Aim of the exercise >> The records should be written out in full, with nothing altered.

The records >>

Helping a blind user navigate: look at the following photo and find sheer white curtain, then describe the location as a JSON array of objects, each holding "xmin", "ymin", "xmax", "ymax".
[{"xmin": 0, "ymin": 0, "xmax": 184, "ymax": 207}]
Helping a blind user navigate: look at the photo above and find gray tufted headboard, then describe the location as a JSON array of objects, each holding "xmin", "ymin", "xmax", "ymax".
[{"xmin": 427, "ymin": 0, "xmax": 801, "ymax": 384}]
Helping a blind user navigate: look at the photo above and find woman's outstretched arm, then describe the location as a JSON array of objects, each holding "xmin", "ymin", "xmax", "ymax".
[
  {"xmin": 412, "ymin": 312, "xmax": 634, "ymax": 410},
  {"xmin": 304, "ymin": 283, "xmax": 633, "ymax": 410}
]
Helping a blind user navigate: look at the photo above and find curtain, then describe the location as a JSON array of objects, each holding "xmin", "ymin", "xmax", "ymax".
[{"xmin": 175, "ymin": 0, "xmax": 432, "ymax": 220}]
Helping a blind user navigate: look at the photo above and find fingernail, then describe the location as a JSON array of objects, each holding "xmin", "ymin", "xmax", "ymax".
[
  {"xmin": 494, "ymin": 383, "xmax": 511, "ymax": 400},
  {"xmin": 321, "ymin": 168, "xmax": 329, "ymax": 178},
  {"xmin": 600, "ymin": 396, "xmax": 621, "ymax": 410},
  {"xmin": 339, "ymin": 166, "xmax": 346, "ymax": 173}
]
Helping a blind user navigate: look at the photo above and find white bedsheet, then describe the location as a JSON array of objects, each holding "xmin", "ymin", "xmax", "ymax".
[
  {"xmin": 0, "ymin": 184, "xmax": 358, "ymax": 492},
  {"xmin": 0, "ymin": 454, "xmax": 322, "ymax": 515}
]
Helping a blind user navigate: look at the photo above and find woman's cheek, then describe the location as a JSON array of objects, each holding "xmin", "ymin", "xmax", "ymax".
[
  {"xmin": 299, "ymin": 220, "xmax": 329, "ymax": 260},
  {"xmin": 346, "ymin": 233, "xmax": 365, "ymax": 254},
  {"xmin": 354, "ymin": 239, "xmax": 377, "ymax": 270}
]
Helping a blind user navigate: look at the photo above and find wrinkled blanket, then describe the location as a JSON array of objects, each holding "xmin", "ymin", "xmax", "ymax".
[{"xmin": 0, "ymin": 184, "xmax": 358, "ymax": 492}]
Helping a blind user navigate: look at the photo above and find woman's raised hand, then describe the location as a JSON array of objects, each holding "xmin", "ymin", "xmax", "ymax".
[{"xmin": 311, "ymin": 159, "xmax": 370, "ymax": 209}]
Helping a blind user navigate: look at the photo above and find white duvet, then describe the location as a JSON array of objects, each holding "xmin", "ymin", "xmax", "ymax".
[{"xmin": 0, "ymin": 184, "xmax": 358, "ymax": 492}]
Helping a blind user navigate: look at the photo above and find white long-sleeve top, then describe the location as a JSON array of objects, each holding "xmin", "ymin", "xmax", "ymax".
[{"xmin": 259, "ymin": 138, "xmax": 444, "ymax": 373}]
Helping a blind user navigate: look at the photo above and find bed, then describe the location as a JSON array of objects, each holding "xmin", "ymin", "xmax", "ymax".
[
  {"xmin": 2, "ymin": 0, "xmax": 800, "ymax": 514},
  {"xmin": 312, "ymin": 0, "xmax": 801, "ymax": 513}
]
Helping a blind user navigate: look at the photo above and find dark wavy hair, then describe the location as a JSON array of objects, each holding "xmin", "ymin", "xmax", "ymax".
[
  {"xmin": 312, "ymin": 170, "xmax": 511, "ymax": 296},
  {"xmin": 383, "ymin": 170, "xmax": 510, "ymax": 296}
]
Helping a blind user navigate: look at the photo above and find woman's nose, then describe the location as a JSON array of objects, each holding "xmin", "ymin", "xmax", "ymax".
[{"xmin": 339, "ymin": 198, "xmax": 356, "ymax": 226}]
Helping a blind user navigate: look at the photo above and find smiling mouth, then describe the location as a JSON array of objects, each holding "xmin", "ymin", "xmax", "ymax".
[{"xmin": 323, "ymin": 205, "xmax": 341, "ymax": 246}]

Output for this exercise >>
Helping a blind user navigate: look at the following photo and find sheer white curtain, then describe the location as a JSON array of objects, each holding "xmin", "ymin", "xmax", "ymax".
[{"xmin": 0, "ymin": 0, "xmax": 184, "ymax": 207}]
Helping a blind user navigate: look at the photo above and find gray tufted headboard, then describe the location as a JSON array of objects, each holding "xmin", "ymin", "xmax", "ymax".
[{"xmin": 427, "ymin": 0, "xmax": 801, "ymax": 384}]
Helping a blind user navigate: look at the photo above and find woman's outstretched arm, then describe the location as a JSON array of objects, each holding "xmin", "ymin", "xmax", "ymax".
[
  {"xmin": 412, "ymin": 312, "xmax": 634, "ymax": 410},
  {"xmin": 304, "ymin": 283, "xmax": 633, "ymax": 410}
]
Helping a blind user navigate: look at the photo above and find curtain, then describe the location as a JSON array of objects, each holding "xmin", "ymin", "xmax", "ymax".
[{"xmin": 175, "ymin": 0, "xmax": 432, "ymax": 220}]
Helping a blind user navigate: look at the photo above and find fingernail, then describe the location as a JSON array of objects, each holding "xmin", "ymin", "xmax", "ymax".
[
  {"xmin": 494, "ymin": 383, "xmax": 511, "ymax": 400},
  {"xmin": 321, "ymin": 168, "xmax": 329, "ymax": 178},
  {"xmin": 600, "ymin": 396, "xmax": 621, "ymax": 410},
  {"xmin": 339, "ymin": 166, "xmax": 346, "ymax": 173}
]
Helping a blind user navigate: look at the photo above and find white bedsheet, then describe the location as a JSON array of objects, each holding "xmin", "ymin", "xmax", "ymax".
[
  {"xmin": 0, "ymin": 184, "xmax": 358, "ymax": 492},
  {"xmin": 0, "ymin": 454, "xmax": 322, "ymax": 515}
]
Helping a blind user navigate: look at the photo above and find woman's cheek, then describe the location as a JSON array of objects, each holding "xmin", "ymin", "xmax", "ymax".
[
  {"xmin": 299, "ymin": 220, "xmax": 329, "ymax": 260},
  {"xmin": 346, "ymin": 233, "xmax": 365, "ymax": 254},
  {"xmin": 354, "ymin": 239, "xmax": 377, "ymax": 270}
]
Helping a blind user navigate: look at the photo above and find wrinkled blanket, then describe the location as a JSON array of objects, each holding "xmin", "ymin", "xmax", "ymax".
[{"xmin": 0, "ymin": 184, "xmax": 358, "ymax": 492}]
Helping a blind user navigate: look at the photo above and find woman's raised hand, then describe the location as a JSON array of objects, each holding "xmin", "ymin", "xmax", "ymax".
[{"xmin": 311, "ymin": 159, "xmax": 370, "ymax": 209}]
Helping a blind user navigate: look at the photo above and find white duvet, then describe the location as a JSON array of objects, each holding "xmin", "ymin", "xmax", "ymax".
[{"xmin": 0, "ymin": 184, "xmax": 358, "ymax": 492}]
Helping a blind user navigate: look at the photo above and find white long-sleeve top, then describe the location as a JSON array of objects, each holding "xmin", "ymin", "xmax", "ymax".
[{"xmin": 259, "ymin": 138, "xmax": 444, "ymax": 373}]
Helping a blind user navigate: look at the photo above and find bed, then describe the location as a JSON array of objects, each holding "xmin", "ymin", "xmax", "ymax".
[
  {"xmin": 2, "ymin": 0, "xmax": 800, "ymax": 514},
  {"xmin": 312, "ymin": 0, "xmax": 801, "ymax": 513}
]
Helping a blind user navigate: look at the photo above and find dark wavy hair, then describe the location as a JSON array of objects, each holding "xmin", "ymin", "xmax", "ymax".
[
  {"xmin": 312, "ymin": 170, "xmax": 511, "ymax": 296},
  {"xmin": 383, "ymin": 170, "xmax": 510, "ymax": 296}
]
Helping a blind user navigate: look at the photo above and find woman's nose, then describe the location as a JSON array of objects, each holding "xmin", "ymin", "xmax", "ymax".
[{"xmin": 339, "ymin": 198, "xmax": 356, "ymax": 226}]
Helping a blind user navigate: look at the photo above and find smiling mouth, then describe the location as a JSON array of objects, each holding "xmin", "ymin", "xmax", "ymax".
[{"xmin": 323, "ymin": 205, "xmax": 341, "ymax": 246}]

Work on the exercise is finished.